Coordinate labeling data:
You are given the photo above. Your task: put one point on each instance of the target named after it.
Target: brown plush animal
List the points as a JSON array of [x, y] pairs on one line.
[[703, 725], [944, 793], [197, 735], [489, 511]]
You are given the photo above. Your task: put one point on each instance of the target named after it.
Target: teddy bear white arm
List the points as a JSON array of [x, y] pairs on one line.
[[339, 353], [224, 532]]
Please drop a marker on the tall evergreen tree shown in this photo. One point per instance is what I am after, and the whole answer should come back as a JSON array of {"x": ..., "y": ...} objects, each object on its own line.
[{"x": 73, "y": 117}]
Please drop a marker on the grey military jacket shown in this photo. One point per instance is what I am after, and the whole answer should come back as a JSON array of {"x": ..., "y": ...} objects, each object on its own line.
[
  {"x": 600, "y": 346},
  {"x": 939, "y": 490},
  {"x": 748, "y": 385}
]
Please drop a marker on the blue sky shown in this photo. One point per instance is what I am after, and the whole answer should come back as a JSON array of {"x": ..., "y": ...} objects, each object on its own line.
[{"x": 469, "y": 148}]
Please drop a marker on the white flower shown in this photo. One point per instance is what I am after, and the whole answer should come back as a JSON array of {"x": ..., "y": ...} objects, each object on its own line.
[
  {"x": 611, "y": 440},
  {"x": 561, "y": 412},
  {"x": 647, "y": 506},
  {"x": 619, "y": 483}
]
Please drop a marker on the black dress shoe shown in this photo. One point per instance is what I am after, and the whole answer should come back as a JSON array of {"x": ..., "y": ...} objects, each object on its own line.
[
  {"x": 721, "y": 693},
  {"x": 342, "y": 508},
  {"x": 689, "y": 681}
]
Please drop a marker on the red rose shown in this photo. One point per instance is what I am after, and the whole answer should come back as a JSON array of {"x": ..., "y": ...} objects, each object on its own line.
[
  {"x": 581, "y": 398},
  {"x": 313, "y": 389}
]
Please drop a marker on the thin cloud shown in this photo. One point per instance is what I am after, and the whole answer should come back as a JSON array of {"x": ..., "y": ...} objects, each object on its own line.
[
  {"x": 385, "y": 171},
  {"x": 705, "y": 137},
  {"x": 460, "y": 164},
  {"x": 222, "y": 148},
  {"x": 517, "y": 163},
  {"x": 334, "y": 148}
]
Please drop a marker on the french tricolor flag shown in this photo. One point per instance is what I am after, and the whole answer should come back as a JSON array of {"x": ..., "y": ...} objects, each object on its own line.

**Problem requirements**
Output the records from the start through the line containing "[[339, 353], [224, 532]]" as a two-column CSV with columns named instruction and points, one row per record. Put each record's text and its answer in a single quoted field each, and turn line breaks into spaces.

**Finished answer**
instruction,points
"You are given the photo above. Your task: put one point on each instance of the target named after it. Target: brown plush animal List the points as a JSON array of [x, y] pairs on one line.","[[703, 725], [944, 793], [197, 735], [489, 511]]"
"You are given the photo above. Your task: put one point on each instance of the target named after it. Target: teddy bear white arm List the points as a JSON array of [x, y] pairs on one line.","[[339, 353], [224, 532]]"